>>

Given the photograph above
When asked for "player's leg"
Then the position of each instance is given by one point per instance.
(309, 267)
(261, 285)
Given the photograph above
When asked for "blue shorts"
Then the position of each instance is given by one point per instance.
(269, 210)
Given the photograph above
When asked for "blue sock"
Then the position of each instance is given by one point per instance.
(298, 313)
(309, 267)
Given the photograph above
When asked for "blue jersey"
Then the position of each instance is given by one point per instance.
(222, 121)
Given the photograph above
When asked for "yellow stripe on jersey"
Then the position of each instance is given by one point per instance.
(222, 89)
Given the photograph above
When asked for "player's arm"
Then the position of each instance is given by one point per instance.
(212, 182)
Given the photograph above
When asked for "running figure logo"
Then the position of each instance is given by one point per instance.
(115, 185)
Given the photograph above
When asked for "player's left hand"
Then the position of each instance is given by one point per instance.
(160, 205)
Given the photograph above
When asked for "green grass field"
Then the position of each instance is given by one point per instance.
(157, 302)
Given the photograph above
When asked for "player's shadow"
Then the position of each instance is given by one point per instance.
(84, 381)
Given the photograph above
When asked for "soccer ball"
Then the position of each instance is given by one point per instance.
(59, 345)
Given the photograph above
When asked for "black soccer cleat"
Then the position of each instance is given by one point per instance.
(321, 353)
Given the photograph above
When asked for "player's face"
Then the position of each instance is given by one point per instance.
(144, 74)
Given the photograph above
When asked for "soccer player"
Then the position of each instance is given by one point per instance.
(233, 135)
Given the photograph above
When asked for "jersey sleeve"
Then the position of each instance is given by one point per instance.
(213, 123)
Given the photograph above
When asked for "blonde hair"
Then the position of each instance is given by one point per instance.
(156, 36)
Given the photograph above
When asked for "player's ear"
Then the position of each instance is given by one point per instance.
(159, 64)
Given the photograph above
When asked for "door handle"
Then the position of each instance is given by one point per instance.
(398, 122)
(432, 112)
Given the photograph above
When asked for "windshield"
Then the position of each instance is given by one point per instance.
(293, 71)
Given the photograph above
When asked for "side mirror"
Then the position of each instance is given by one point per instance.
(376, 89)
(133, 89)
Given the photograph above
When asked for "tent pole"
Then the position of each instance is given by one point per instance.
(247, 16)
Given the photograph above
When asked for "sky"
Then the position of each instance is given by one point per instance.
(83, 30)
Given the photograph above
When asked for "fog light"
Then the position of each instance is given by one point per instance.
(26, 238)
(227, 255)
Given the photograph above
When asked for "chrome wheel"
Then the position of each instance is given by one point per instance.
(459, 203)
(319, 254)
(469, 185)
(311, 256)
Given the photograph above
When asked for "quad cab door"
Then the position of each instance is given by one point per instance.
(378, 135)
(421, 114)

<<

INSTRUCCIONES DE LA TAREA –
Muestra cada línea de las entradas anteriores que contenga la cadena "player", distinguiendo entre mayúsculas y minúsculas.

RESPUESTA DEL EJERCICIO –
When asked for "player's leg"
When asked for "player's arm"
When asked for "player's left hand"
When asked for "player's shadow"
When asked for "player's face"
When asked for "soccer player"
When asked for "player's ear"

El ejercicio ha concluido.